↓↓↓

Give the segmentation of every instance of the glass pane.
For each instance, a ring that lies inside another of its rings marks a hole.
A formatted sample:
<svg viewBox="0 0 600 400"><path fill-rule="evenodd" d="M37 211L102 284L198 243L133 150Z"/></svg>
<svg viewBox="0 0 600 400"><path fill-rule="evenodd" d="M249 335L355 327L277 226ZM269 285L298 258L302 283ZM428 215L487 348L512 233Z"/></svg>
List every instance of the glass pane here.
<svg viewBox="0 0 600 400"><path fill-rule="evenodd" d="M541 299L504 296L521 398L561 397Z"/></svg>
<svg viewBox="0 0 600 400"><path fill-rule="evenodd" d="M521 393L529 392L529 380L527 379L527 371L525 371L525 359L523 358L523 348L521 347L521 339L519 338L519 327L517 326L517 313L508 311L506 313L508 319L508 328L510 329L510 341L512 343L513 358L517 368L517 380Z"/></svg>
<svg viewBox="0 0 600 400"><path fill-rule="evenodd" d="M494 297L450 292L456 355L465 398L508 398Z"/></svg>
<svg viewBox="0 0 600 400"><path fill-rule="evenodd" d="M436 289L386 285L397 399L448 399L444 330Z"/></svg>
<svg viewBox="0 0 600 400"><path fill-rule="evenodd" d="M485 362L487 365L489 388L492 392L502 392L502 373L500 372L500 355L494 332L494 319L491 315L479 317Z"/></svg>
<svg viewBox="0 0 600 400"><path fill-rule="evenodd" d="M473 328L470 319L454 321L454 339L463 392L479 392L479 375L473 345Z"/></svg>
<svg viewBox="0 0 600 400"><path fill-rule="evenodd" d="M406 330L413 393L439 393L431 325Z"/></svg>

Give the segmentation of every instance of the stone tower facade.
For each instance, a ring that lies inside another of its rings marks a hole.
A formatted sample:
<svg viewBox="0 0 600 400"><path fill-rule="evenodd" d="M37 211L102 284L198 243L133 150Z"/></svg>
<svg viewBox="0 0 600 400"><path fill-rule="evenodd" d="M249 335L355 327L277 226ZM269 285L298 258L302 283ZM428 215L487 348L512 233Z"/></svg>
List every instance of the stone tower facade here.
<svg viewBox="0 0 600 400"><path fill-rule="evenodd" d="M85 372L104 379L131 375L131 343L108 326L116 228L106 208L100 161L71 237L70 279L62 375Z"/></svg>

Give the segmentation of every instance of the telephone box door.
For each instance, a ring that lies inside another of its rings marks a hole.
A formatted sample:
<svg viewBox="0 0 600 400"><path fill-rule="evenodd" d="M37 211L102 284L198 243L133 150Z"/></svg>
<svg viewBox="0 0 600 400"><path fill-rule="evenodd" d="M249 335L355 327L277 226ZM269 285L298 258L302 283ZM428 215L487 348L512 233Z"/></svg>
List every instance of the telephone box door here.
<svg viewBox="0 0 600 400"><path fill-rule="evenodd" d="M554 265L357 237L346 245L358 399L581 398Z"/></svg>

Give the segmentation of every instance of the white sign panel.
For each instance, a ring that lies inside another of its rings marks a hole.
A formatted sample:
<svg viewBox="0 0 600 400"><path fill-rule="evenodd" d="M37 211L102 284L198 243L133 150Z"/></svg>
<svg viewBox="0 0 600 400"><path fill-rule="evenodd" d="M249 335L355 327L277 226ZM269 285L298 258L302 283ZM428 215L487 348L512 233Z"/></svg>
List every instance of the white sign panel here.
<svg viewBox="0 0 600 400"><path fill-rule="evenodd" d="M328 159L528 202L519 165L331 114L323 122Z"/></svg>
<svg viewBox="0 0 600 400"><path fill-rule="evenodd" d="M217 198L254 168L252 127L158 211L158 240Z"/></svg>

↑↑↑

• Activity
Working through the records, find each line containing the word "segmentation" and copy it.

• Completed exercise
Give the segmentation of every instance of the glass pane.
Give the segmentation of every instance of the stone tower facade.
Give the segmentation of every instance of the telephone box door.
Give the segmentation of every instance of the white sign panel.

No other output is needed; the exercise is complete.